§ **TASK INPUTS**:
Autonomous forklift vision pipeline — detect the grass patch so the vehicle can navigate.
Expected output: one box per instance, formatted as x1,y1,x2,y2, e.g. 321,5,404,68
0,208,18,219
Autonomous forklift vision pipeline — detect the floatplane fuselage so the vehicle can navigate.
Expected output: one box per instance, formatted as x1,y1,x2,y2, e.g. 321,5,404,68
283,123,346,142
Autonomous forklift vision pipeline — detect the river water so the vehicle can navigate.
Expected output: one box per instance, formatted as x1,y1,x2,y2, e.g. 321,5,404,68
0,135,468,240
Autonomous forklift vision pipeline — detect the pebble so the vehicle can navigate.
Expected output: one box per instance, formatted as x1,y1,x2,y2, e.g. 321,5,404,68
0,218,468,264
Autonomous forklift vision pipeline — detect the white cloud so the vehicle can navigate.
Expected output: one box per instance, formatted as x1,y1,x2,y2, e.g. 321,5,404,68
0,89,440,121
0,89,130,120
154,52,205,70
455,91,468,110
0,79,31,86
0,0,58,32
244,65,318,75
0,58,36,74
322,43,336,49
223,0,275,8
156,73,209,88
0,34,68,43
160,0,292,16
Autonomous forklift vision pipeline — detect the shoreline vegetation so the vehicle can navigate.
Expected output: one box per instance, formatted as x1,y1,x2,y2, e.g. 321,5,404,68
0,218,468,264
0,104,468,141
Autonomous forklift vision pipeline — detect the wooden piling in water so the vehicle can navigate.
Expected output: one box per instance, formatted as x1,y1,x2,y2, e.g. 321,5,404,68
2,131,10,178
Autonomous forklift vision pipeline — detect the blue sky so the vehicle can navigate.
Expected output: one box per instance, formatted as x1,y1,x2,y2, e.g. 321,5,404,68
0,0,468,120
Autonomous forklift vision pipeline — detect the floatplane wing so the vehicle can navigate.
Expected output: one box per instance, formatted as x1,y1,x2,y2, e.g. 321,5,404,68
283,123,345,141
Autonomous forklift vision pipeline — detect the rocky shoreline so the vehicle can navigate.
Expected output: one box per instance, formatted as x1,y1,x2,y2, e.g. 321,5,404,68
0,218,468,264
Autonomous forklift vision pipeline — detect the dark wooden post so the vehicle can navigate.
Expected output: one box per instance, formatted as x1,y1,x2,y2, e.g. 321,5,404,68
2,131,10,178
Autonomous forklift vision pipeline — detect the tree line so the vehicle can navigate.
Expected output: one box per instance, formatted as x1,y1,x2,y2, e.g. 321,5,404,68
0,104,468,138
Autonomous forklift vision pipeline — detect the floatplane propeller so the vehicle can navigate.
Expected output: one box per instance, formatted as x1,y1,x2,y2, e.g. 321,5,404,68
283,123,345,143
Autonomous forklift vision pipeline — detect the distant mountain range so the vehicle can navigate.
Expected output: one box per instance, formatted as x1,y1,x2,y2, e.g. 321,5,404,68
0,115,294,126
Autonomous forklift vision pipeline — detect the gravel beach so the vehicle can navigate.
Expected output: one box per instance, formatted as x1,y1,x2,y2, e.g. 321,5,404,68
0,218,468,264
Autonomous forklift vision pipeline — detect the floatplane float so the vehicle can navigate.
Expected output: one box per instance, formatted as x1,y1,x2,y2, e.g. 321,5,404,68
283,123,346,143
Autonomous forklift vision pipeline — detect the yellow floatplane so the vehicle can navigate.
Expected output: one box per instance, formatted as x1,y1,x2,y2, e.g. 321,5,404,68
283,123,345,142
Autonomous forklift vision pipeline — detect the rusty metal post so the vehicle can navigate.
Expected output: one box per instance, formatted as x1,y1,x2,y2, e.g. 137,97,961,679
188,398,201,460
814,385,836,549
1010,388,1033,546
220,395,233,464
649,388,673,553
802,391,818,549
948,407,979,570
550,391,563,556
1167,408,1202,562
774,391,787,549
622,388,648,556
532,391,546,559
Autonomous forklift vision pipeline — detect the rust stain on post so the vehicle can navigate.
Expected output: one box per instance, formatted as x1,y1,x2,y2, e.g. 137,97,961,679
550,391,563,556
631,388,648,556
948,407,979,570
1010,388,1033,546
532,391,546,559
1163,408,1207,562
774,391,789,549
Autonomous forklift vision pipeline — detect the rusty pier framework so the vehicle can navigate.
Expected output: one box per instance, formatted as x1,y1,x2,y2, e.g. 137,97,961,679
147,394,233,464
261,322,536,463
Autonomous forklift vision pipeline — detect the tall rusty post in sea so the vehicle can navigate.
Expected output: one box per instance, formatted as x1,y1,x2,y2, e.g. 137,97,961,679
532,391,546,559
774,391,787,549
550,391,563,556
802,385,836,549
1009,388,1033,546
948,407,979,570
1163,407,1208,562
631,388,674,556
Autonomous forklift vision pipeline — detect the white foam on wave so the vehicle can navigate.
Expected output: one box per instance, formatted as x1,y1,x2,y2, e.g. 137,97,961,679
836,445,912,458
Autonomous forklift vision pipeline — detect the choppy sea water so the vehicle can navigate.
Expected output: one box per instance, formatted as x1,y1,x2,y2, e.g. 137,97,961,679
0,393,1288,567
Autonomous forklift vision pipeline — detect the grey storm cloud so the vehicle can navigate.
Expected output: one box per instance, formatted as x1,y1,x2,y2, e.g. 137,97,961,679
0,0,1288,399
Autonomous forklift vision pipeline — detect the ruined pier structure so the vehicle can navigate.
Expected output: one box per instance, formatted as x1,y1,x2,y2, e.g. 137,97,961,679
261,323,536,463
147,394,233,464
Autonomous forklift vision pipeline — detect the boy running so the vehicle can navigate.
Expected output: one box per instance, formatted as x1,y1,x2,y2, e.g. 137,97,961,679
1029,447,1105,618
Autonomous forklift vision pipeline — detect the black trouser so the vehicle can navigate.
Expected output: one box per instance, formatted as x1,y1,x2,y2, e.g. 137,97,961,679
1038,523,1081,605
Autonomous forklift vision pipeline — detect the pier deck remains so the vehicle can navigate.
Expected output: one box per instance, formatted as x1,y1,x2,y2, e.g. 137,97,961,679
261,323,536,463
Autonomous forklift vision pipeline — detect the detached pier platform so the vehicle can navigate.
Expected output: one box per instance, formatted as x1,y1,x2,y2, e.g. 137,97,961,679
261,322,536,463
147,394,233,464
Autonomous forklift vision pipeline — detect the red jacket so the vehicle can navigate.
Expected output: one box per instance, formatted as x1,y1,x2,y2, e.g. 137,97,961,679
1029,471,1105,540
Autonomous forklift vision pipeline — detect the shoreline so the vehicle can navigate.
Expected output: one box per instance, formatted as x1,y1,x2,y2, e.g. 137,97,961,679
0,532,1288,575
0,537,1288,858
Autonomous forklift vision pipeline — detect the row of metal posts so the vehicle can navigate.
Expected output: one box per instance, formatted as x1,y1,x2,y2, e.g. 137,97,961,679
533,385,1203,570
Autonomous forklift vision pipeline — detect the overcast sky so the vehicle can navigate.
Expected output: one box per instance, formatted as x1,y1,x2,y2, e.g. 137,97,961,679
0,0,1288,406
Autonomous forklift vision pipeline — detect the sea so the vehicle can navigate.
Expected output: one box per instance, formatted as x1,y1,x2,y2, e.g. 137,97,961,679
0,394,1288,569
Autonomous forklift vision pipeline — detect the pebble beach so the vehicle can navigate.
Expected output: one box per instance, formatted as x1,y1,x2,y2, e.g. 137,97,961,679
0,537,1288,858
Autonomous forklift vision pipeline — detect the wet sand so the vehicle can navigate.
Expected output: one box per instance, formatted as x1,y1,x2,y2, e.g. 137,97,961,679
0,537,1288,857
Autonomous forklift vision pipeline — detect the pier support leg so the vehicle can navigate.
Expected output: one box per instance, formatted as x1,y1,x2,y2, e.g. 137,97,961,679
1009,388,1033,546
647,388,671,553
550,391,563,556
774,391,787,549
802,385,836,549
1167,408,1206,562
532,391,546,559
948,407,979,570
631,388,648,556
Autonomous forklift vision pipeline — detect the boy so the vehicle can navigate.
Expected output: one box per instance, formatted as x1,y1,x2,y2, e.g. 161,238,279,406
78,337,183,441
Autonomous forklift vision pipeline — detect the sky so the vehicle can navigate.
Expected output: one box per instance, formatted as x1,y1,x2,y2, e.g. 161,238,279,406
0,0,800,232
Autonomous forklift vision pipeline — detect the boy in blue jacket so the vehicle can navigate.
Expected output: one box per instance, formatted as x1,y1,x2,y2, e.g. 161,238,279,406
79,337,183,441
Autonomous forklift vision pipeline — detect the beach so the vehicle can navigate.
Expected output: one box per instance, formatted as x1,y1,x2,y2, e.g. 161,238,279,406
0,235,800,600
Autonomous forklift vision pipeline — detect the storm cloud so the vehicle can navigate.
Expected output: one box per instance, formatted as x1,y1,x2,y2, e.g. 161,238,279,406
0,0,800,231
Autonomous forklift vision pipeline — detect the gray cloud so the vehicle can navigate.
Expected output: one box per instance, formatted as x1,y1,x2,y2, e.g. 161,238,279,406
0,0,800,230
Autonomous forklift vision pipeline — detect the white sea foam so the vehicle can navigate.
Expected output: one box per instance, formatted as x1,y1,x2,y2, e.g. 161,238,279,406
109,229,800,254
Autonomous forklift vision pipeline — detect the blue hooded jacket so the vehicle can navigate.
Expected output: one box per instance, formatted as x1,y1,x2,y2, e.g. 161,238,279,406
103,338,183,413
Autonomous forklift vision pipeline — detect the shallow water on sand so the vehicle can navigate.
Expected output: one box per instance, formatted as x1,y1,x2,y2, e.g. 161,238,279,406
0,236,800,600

§ **EXERCISE DESCRIPTION**: Rewrite the entries from the line containing "Autonomous forklift vision pipeline — detect the dark" through the line containing "283,123,346,143", replacing "floatplane" with "seaplane" and leaving everything else as it is.

§ **WRITTEN SOLUTION**:
Autonomous forklift vision pipeline — detect the dark wooden post so the vehicle can navigate.
Expected output: one box per instance, formatted as x1,y1,x2,y2, e.g. 321,5,404,68
2,131,10,178
Autonomous forklift vision pipeline — detect the tree line so the vehicle can navigate.
Expected output: one box per instance, formatted as x1,y1,x2,y2, e.g. 321,5,404,68
0,104,468,138
Autonomous forklift vision pipeline — detect the seaplane propeller so the vehicle can navigate.
Expected output: one box per instance, formatted as x1,y1,x2,y2, e.g. 321,5,404,68
283,123,345,143
Autonomous forklift vision pipeline — detect the distant mountain range so the vehicle can navigate.
Expected output: one box per instance, formatted as x1,y1,x2,y2, e.g. 321,5,404,68
0,115,294,126
Autonomous forklift vision pipeline — detect the gravel beach so the vehicle can navigate.
Expected output: one box per instance, formatted as x1,y1,x2,y2, e.g. 321,5,404,68
0,218,468,264
Autonomous forklift vision pipeline — detect the seaplane float so the vehicle can navigate.
Expected output: one box per instance, formatted as x1,y1,x2,y2, e.g. 321,5,404,68
283,123,346,143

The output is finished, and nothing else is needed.